_Texte source:_
Le licenciement d’un médecin-chef allemand catholique remarié par un employeur ecclésiastique représente un cas de discrimination en vertu du droit européen. Ainsi en ont décidé les juges de la Cour de justice de l’Union européenne (CJUE), début septembre. L’obligation qui lui était faite de respecter le caractère sacré du mariage aux yeux de la foi catholique ne semblait pas représenter une exigence professionnelle essentielle, légitime et justifiée, a déclaré la Cour, renvoyant la décision à la Cour fédérale du travail. 

L’affaire concerne un homme travaillant depuis plus de dix-huit ans dans un hôpital catholique de Düsseldorf. Marié religieusement au sein de l’Église catholique, il a divorcé en 2005 et épousé plus tard sa nouvelle compagne, cette fois lors d’une cérémonie civile. La clinique où il exerçait, qui dépend de l’archevêché de Cologne, a justifié son licenciement par le fait que son remariage soit considéré comme une union non valide, ce qui représenterait un manquement grave à ses obligations de loyauté. 

Les recours déposés par le praticien, en première instance devant le tribunal du travail, puis devant le tribunal supérieur du travail et la Cour fédérale du travail (Bundesarbeitsgericht ou BAG), ont tous été couronnés de succès. Cependant, le verdict de la BAG a été cassé par la Cour constitutionnelle fédérale. Aux yeux des juges de Karlsruhe, il ne garantissait pas suffisamment le droit constitutionnel des Églises à l’autodétermination. La BAG a alors saisi la CJUE d’une demande d’avis.

Égalité de traitement au travail: l’exception des Églises

La CJUE devait se prononcer sur l’interprétation d’une loi européenne sur l’égalité de traitement au travail. Celle-ci prévoit des exceptions en faveur des Églises. La question était de savoir jusqu’où celles-ci sont censées aller. Parmi les principaux points à clarifier, on compte la possibilité pour un employeur ecclésiastique de définir un comportement loyal selon des critères différents pour les cadres appartenant ou non à son Église. En effet, d’après la BAG, la clinique de Düsseldorf n’interdisait qu’aux catholiques de s’engager dans une union non valide aux yeux du droit ecclésiastique.

_Consigne écrite A:_
Traduisez en anglais cette phrase du texte source : « Cependant, le verdict de la BAG a été cassé par la Cour constitutionnelle fédérale. »
_Consigne écrite B:_
D'après le texte source, en quelle année le médecin-chef a-t-il divorcé ?
_Consigne écrite C:_
Veuillez énumérer toutes les juridictions nommées dans le texte source.

_Liste des enregistrements:_
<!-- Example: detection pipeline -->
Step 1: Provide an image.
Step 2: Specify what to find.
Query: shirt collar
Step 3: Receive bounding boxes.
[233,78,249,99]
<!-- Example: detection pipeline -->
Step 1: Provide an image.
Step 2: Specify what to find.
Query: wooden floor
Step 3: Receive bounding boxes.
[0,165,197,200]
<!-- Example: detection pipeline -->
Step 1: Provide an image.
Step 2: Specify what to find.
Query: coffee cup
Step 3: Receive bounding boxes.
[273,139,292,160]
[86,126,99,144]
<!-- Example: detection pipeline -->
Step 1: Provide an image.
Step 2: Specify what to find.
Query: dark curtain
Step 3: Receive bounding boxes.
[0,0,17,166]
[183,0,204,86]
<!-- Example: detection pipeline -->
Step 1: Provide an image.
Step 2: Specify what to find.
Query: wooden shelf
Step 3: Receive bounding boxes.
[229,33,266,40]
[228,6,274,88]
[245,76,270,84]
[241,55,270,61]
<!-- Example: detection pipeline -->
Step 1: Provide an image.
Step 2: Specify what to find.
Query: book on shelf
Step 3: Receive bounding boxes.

_Résultat A:_
However, the BAG's verdict was overturned by the Federal Constitutional Court.

_Résultat B:_
En 2005.

_Résultat C:_
- Cour de justice de l'Union européenne (CJUE)
- Cour fédérale du travail (Bundesarbeitsgericht ou BAG)
- tribunal du travail
- tribunal supérieur du travail
- Cour constitutionnelle fédérale